* PROBLEM TO SOLVE
Rewrite the records below, putting "lie" wherever "reside" appears and leaving every other word unchanged.

>> BEGIN TASK INPUTS

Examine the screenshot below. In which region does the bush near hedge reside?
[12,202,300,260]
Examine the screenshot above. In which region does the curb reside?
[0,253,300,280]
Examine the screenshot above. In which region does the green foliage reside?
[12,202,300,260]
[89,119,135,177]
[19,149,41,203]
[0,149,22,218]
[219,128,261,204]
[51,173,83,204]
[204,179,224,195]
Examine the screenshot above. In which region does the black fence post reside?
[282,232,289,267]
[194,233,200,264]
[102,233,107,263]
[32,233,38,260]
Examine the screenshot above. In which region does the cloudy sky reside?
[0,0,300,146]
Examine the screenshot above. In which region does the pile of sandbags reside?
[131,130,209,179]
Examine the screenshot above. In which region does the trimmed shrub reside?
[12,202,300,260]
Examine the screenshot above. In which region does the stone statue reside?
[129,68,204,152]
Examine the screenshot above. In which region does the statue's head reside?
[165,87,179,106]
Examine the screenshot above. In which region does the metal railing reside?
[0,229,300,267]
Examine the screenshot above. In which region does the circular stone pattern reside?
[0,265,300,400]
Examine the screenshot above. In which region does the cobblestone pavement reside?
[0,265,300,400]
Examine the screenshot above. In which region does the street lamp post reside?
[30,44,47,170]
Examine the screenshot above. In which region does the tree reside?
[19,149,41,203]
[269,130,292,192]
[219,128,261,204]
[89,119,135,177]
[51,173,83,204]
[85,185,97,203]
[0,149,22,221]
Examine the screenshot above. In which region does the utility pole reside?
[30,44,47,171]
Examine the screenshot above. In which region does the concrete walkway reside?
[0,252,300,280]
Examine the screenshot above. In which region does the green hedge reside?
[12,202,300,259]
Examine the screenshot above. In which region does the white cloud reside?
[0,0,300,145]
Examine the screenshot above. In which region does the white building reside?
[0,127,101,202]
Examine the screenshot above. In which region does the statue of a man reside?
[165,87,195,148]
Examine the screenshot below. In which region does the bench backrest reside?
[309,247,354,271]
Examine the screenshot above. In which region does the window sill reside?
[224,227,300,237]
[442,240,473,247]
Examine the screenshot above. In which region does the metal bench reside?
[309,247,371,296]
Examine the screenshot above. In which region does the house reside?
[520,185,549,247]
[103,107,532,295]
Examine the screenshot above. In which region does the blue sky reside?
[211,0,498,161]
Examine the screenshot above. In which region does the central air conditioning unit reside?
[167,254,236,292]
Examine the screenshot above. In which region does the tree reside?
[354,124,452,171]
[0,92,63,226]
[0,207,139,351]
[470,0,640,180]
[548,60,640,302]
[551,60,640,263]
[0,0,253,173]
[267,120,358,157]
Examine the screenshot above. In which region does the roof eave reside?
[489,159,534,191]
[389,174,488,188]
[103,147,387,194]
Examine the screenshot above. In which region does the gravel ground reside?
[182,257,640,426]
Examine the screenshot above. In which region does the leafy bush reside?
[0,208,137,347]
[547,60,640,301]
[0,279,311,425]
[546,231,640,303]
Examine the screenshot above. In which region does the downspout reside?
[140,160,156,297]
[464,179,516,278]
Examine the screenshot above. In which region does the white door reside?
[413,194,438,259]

>> END TASK INPUTS

* EXERCISE OUTPUT
Examine the screenshot below. In which region does the bush near hedge lie?
[12,202,300,260]
Examine the screenshot above. In which region does the curb lie?
[0,253,300,280]
Examine the screenshot above. In which region does the green foliage lie?
[12,202,300,260]
[89,119,135,177]
[19,149,41,203]
[0,149,22,218]
[219,128,261,204]
[51,173,83,204]
[204,179,224,195]
Examine the screenshot above. In which region does the black fence post lie?
[282,232,289,267]
[194,233,200,264]
[102,233,107,263]
[32,233,38,260]
Examine the screenshot above. In which region does the cloudy sky lie?
[0,0,300,146]
Examine the screenshot above. In which region does the pile of sandbags lie?
[131,130,209,179]
Examine the screenshot above. In which region does the trimmed shrub lie?
[12,202,300,260]
Examine the screenshot above. In which region does the stone statue lie?
[129,68,204,152]
Examine the screenshot above. In which region does the statue's head lie?
[165,87,179,106]
Examine the screenshot above. In which region does the metal railing lie?
[0,229,300,267]
Examine the screenshot above. In which region does the circular stone pattern lie?
[0,265,300,400]
Examine the screenshot above. In which region does the cobblestone pavement lie?
[0,265,300,400]
Examine the screenshot above. In which region does the street lamp post lie?
[30,44,47,170]
Examine the screenshot above. In which region does the tree lie?
[19,149,41,203]
[269,130,292,192]
[219,128,261,204]
[89,119,135,177]
[51,173,83,204]
[85,185,97,203]
[0,149,22,221]
Examine the screenshot above. In which region does the utility pole lie?
[30,44,47,171]
Examine the screenshot above. In which region does the concrete walkway lie?
[0,252,300,280]
Examine the screenshot above. In which region does the green hedge lie?
[12,202,300,259]
Examine the screenshot above. In which region does the white cloud lie?
[0,0,300,145]
Examine the screenshot above. In which region does the white building lie?
[0,127,101,202]
Examine the screenshot above. In which region does the statue of a man lie?
[165,87,195,148]
Examine the screenshot below. In which region does the bench backrest lie?
[309,247,354,271]
Examine the screenshot above. In which region does the window sill lie?
[224,227,300,237]
[442,240,473,247]
Examine the screenshot above. In which region does the metal bench lie?
[309,247,371,296]
Examine the screenshot above. In which region does the house lie?
[520,185,549,247]
[103,107,532,295]
Examine the screenshot above. In which region does the blue sky lie?
[211,0,498,161]
Examine the screenshot above. In which region does the central air conditioning unit lie?
[167,254,236,292]
Examine the screenshot above. In which region does the tree lie?
[354,124,452,171]
[0,92,63,226]
[0,207,139,351]
[470,0,640,180]
[548,60,640,302]
[551,60,640,263]
[0,0,253,173]
[267,120,358,157]
Examine the screenshot above. In which region does the roof eave lie?
[489,159,534,191]
[389,174,488,188]
[103,147,387,194]
Examine the screenshot above. In which region does the gravel ground lie?
[182,257,640,426]
Examine the screenshot above. In which region does the leafy bush lie?
[0,208,137,347]
[547,60,640,301]
[0,279,311,425]
[546,231,640,303]
Examine the screenshot above. In which region does the downspout lie?
[140,160,156,297]
[464,179,516,278]
Examine the screenshot above. In which region does the white door lie?
[413,194,438,259]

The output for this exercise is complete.